### Directions
Please answer these questions from the passage on COVID vaccines for young children:
1. How many very good friends with young, vaccine-ineligible kids are dealing with COVID-positive kids this week?
2. On what date will the FDA vaccine committee meet to discuss the EUA request?
3. When should data from the third dose come in?

[[ Passage to read open ]]

Over the last 2 years, I have had many discussions with friends with unvaccinated young kids about their stress with kids going to school as well as keeping them safe. I am stressed for them and also appreciative that my kids are older and vaccinated. I have 3 very good friends with young kids not eligible for vaccination who are all wresting with COVID positive kids this week, and Covid going through their households because their kids got exposed and ultimately sick through daycare. One of them will ultimately have her kids out of daycare for a month due to exposure and quarantine rules. Of course, this has the downstream impact of keeping her and/or her husband out of the office and home from work as well.
I am so thrilled that US regulators encouraged Pfizer to apply for emergency use authorization for the 2 dose vaccine for children 6 months to 5 years old and Pfizer did so this past Tuesday. The FDA vaccine committee will meet on February 15th to discuss an EUA request, taking us one step closer to approval for this critical age group. This will allow kids to get started while the data still comes in on the benefits of a third dose. Pfizer considered submitting this data last year. The data shows that the vaccine is safe and effective, but Pfizer did not think the 2 days shot was as effective as it should be in this age group. That is why they wanted the study the impact after the third dose. Data from the third dose should be in in late March. By granting EUA in the near future, younger kids will be able to start the vaccination process.

[[ Passage to read closed ]]
[[ Raw data open ]]

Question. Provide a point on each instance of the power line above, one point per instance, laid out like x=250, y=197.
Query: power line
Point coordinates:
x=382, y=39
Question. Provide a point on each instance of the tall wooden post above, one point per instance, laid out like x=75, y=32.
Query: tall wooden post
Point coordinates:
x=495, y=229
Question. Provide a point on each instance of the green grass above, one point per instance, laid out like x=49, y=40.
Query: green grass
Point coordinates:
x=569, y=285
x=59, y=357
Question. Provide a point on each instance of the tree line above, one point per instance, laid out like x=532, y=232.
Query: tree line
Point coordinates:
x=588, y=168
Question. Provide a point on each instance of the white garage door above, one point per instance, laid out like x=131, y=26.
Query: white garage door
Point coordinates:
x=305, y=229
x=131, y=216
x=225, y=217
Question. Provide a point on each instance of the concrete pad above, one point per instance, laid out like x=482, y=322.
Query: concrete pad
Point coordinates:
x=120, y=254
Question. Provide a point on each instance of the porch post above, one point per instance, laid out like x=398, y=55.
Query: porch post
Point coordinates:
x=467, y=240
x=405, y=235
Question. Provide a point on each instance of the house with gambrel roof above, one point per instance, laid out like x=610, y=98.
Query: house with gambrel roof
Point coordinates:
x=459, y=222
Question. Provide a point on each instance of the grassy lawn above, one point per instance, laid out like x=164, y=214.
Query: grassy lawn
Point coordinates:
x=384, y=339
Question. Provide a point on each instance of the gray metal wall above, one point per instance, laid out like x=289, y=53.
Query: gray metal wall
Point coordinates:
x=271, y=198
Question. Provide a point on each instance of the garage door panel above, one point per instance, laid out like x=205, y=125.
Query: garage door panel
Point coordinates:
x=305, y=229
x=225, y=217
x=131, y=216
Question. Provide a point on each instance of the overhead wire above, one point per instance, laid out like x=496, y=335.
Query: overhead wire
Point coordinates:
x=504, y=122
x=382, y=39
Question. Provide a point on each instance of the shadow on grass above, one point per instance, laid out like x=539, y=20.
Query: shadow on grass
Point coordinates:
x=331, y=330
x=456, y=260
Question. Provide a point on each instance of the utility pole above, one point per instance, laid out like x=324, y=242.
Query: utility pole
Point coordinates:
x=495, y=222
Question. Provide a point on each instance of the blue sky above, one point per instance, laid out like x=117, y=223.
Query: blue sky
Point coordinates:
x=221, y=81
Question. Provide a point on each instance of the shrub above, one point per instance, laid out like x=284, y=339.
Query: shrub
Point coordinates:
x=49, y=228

[[ Raw data closed ]]

### Solved exercise
1. Three
2. February 15th
3. Late March